**Task to complete**
Reproduce the rows below without changes, from the line containing "for metal cooking" through the last line.

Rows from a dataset
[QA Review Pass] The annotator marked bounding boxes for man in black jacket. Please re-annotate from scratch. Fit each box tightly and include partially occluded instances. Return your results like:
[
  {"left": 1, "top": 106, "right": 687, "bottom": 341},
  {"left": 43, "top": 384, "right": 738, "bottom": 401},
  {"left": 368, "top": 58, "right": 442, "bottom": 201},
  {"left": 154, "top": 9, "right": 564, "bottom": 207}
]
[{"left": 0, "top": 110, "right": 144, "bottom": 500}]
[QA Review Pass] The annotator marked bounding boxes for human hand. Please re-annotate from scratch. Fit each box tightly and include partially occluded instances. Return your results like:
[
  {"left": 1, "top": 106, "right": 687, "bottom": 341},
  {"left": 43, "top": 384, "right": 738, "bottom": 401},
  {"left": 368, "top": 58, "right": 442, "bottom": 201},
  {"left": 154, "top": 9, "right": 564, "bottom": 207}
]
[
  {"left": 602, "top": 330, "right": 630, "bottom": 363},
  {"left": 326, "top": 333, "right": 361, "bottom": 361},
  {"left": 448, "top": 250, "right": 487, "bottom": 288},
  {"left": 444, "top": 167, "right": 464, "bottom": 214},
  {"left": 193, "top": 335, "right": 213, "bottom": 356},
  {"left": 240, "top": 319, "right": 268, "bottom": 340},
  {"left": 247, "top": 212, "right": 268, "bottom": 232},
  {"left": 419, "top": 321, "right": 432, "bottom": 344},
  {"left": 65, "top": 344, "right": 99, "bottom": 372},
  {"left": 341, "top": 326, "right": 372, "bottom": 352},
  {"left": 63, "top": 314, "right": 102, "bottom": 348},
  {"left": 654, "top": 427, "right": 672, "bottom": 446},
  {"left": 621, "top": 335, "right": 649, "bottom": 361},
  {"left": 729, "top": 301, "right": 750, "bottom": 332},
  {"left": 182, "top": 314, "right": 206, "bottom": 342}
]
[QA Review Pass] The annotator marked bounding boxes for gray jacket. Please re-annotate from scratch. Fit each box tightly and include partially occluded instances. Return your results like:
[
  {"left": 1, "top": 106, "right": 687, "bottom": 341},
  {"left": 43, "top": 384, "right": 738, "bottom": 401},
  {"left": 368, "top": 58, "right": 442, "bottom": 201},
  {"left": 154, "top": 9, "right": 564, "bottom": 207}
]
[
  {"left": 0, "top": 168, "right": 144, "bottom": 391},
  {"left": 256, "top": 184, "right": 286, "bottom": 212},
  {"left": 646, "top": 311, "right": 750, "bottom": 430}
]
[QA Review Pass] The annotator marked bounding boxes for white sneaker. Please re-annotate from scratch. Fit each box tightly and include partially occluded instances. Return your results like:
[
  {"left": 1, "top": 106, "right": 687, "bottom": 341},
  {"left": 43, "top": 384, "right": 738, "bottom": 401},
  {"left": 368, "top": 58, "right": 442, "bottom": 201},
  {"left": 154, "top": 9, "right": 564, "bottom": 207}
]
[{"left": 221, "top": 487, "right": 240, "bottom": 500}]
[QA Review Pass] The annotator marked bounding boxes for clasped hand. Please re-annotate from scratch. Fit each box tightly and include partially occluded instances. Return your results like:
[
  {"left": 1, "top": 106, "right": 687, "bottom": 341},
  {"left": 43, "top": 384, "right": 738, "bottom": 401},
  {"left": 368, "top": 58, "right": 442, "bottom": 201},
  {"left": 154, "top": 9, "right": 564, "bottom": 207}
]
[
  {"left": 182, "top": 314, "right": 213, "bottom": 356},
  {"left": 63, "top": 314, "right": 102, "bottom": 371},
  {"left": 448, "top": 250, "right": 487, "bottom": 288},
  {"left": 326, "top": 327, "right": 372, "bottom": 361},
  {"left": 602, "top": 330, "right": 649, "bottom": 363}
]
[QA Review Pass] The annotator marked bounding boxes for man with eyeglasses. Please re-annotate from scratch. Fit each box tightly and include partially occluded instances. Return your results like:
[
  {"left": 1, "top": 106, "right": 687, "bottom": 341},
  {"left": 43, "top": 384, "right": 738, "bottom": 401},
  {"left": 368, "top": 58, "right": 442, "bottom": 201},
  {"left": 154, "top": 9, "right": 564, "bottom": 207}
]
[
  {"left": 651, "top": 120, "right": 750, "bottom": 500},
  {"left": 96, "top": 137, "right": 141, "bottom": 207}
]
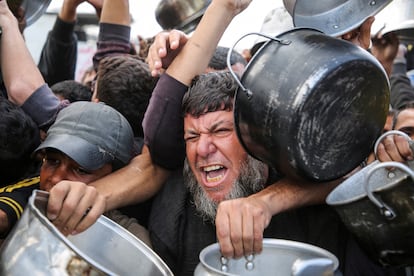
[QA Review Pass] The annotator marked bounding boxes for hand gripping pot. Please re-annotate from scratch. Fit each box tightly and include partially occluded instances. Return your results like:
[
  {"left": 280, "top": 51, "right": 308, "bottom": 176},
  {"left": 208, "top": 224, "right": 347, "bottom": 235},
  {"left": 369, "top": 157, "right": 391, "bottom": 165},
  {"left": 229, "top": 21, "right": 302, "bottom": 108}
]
[
  {"left": 194, "top": 239, "right": 341, "bottom": 276},
  {"left": 326, "top": 131, "right": 414, "bottom": 266},
  {"left": 227, "top": 28, "right": 389, "bottom": 181},
  {"left": 0, "top": 190, "right": 173, "bottom": 276},
  {"left": 371, "top": 0, "right": 414, "bottom": 44}
]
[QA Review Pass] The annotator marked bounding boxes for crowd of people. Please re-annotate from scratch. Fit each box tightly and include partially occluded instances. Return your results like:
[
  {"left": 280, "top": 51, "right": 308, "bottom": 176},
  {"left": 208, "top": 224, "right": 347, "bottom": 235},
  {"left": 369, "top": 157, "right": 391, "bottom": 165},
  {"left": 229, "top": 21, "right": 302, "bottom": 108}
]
[{"left": 0, "top": 0, "right": 414, "bottom": 275}]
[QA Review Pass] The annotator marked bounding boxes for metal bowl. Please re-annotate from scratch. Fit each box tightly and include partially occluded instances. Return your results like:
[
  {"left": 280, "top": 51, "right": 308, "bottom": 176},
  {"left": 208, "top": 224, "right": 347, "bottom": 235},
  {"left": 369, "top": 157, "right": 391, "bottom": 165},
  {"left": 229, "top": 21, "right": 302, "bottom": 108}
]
[
  {"left": 155, "top": 0, "right": 211, "bottom": 33},
  {"left": 7, "top": 0, "right": 51, "bottom": 26},
  {"left": 0, "top": 190, "right": 173, "bottom": 276},
  {"left": 194, "top": 239, "right": 339, "bottom": 276},
  {"left": 284, "top": 0, "right": 392, "bottom": 37},
  {"left": 372, "top": 0, "right": 414, "bottom": 43}
]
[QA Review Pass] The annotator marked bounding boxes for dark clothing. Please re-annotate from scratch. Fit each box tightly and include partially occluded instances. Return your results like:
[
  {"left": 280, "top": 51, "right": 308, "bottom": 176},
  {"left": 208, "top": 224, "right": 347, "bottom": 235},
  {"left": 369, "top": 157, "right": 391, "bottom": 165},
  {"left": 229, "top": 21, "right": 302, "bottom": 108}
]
[
  {"left": 0, "top": 176, "right": 40, "bottom": 238},
  {"left": 143, "top": 73, "right": 404, "bottom": 276},
  {"left": 148, "top": 170, "right": 405, "bottom": 276},
  {"left": 93, "top": 23, "right": 131, "bottom": 72},
  {"left": 22, "top": 84, "right": 70, "bottom": 131},
  {"left": 38, "top": 17, "right": 78, "bottom": 86},
  {"left": 142, "top": 73, "right": 188, "bottom": 170},
  {"left": 0, "top": 17, "right": 78, "bottom": 98}
]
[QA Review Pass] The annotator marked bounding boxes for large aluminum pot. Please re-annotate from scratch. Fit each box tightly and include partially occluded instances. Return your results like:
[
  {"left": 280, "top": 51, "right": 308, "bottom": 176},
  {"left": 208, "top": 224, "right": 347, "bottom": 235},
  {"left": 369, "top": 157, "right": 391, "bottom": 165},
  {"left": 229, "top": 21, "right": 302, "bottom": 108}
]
[
  {"left": 230, "top": 28, "right": 389, "bottom": 181},
  {"left": 372, "top": 0, "right": 414, "bottom": 43},
  {"left": 283, "top": 0, "right": 392, "bottom": 36},
  {"left": 0, "top": 191, "right": 173, "bottom": 276},
  {"left": 155, "top": 0, "right": 211, "bottom": 33},
  {"left": 194, "top": 239, "right": 340, "bottom": 276},
  {"left": 326, "top": 133, "right": 414, "bottom": 266},
  {"left": 7, "top": 0, "right": 52, "bottom": 26}
]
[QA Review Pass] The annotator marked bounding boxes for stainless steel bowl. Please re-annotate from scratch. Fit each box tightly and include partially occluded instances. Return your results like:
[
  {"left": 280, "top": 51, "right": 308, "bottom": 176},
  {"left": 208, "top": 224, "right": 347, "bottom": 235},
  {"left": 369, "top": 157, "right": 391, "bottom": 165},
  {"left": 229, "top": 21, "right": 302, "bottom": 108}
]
[
  {"left": 0, "top": 191, "right": 173, "bottom": 276},
  {"left": 155, "top": 0, "right": 211, "bottom": 33},
  {"left": 372, "top": 0, "right": 414, "bottom": 43},
  {"left": 194, "top": 239, "right": 339, "bottom": 276}
]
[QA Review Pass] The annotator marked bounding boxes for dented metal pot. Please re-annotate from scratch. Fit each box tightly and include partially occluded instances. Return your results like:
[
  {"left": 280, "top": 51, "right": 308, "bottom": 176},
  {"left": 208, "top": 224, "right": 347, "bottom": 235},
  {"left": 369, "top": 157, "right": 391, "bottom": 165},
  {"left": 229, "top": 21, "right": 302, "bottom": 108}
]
[
  {"left": 194, "top": 239, "right": 341, "bottom": 276},
  {"left": 233, "top": 28, "right": 389, "bottom": 181},
  {"left": 0, "top": 191, "right": 173, "bottom": 276}
]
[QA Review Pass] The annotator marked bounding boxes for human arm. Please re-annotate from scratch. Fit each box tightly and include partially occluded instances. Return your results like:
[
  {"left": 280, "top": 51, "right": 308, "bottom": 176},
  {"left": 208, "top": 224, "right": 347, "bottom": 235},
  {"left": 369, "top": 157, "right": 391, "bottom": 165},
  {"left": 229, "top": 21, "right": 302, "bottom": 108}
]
[
  {"left": 93, "top": 0, "right": 131, "bottom": 71},
  {"left": 143, "top": 0, "right": 250, "bottom": 169},
  {"left": 48, "top": 146, "right": 169, "bottom": 234},
  {"left": 38, "top": 0, "right": 103, "bottom": 86},
  {"left": 0, "top": 0, "right": 45, "bottom": 105},
  {"left": 390, "top": 44, "right": 414, "bottom": 109},
  {"left": 215, "top": 177, "right": 341, "bottom": 258}
]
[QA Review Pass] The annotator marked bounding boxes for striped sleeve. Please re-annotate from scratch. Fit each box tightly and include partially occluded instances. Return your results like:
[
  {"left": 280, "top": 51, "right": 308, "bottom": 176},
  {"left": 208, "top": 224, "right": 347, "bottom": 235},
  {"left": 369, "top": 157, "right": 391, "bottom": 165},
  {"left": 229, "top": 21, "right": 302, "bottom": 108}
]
[{"left": 0, "top": 177, "right": 40, "bottom": 235}]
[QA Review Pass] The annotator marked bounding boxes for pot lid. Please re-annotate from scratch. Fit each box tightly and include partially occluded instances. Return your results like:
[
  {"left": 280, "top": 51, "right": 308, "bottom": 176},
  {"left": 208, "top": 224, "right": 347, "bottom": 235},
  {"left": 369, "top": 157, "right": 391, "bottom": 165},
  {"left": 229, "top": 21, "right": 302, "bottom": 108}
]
[
  {"left": 288, "top": 0, "right": 391, "bottom": 37},
  {"left": 155, "top": 0, "right": 211, "bottom": 33}
]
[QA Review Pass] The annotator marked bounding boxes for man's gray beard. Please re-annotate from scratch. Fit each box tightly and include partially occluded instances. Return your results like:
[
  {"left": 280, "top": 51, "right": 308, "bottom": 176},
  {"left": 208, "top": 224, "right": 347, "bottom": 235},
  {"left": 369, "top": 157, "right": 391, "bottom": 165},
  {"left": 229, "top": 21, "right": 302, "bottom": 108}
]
[{"left": 183, "top": 155, "right": 267, "bottom": 223}]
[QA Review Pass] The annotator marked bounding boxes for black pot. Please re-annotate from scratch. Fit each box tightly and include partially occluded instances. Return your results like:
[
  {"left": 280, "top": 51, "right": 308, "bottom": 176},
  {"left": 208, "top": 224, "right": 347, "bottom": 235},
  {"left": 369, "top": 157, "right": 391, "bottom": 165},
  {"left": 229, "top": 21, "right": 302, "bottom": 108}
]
[{"left": 233, "top": 28, "right": 389, "bottom": 181}]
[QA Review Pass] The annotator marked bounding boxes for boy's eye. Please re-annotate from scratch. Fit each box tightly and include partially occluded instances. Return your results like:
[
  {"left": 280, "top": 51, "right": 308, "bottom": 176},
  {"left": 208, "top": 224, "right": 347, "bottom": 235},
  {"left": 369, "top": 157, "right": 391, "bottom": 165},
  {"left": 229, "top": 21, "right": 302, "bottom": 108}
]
[
  {"left": 75, "top": 167, "right": 91, "bottom": 174},
  {"left": 214, "top": 128, "right": 232, "bottom": 137},
  {"left": 184, "top": 134, "right": 200, "bottom": 142}
]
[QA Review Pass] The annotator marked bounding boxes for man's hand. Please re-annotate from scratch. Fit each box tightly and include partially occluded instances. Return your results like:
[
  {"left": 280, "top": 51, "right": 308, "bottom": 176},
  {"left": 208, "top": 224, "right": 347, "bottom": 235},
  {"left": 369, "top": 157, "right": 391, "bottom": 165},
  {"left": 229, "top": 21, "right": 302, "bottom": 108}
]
[
  {"left": 47, "top": 181, "right": 106, "bottom": 235},
  {"left": 377, "top": 135, "right": 413, "bottom": 162},
  {"left": 216, "top": 195, "right": 272, "bottom": 258},
  {"left": 147, "top": 30, "right": 188, "bottom": 77}
]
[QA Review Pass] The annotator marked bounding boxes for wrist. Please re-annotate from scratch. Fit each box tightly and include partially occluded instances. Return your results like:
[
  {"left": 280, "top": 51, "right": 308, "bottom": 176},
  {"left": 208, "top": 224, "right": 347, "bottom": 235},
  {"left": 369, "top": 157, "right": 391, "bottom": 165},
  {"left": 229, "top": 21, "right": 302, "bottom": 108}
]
[{"left": 58, "top": 2, "right": 77, "bottom": 23}]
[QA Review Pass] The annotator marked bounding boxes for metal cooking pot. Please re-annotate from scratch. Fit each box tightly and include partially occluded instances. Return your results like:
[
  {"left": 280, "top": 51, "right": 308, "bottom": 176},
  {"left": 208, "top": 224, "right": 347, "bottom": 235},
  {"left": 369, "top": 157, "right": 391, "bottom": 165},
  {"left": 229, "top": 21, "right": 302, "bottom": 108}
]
[
  {"left": 0, "top": 191, "right": 173, "bottom": 276},
  {"left": 194, "top": 239, "right": 341, "bottom": 276},
  {"left": 372, "top": 0, "right": 414, "bottom": 43},
  {"left": 7, "top": 0, "right": 52, "bottom": 26},
  {"left": 326, "top": 131, "right": 414, "bottom": 266},
  {"left": 284, "top": 0, "right": 392, "bottom": 36},
  {"left": 229, "top": 28, "right": 389, "bottom": 181},
  {"left": 155, "top": 0, "right": 211, "bottom": 33}
]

**Correct response**
[QA Review Pass] The annotator marked bounding boxes for metal cooking pot. Please re-annotate from scratch. Fit each box tightly and include partially occluded instances. Return your results like:
[
  {"left": 280, "top": 51, "right": 308, "bottom": 176},
  {"left": 208, "top": 224, "right": 347, "bottom": 235},
  {"left": 369, "top": 157, "right": 391, "bottom": 165},
  {"left": 229, "top": 21, "right": 302, "bottom": 108}
]
[
  {"left": 0, "top": 191, "right": 173, "bottom": 276},
  {"left": 194, "top": 239, "right": 341, "bottom": 276},
  {"left": 372, "top": 0, "right": 414, "bottom": 43},
  {"left": 7, "top": 0, "right": 52, "bottom": 26},
  {"left": 326, "top": 131, "right": 414, "bottom": 266},
  {"left": 284, "top": 0, "right": 392, "bottom": 36},
  {"left": 229, "top": 28, "right": 389, "bottom": 181},
  {"left": 155, "top": 0, "right": 211, "bottom": 33}
]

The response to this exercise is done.